Task goal
Give back every line in the material below that contains the word "door", copying each line in full.
** Start of Dataset records **
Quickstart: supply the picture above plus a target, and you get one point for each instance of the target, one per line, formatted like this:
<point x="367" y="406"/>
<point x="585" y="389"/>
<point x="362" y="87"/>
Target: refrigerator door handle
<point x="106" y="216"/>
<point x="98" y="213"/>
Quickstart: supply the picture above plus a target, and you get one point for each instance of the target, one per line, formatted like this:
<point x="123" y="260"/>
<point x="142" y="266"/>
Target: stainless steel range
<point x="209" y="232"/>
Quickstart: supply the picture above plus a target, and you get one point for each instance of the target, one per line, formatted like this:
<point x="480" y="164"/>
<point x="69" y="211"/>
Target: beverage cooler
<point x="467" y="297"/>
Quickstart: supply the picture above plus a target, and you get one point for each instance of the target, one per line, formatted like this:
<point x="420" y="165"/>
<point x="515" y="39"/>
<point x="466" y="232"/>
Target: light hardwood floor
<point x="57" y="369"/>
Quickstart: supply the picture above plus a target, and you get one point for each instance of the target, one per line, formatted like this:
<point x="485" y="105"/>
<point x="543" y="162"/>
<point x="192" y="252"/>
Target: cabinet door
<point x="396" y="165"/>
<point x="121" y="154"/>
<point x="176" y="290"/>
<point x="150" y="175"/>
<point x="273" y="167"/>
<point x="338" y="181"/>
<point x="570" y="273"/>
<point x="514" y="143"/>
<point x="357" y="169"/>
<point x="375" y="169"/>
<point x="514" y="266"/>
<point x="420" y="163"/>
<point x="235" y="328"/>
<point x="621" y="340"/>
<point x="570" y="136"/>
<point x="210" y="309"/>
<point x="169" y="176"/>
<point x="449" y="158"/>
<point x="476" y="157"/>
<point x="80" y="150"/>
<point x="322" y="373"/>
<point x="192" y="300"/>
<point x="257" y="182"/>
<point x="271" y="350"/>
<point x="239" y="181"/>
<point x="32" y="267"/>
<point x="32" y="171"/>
** End of Dataset records **
Task response
Target: refrigerator door handle
Target: cabinet door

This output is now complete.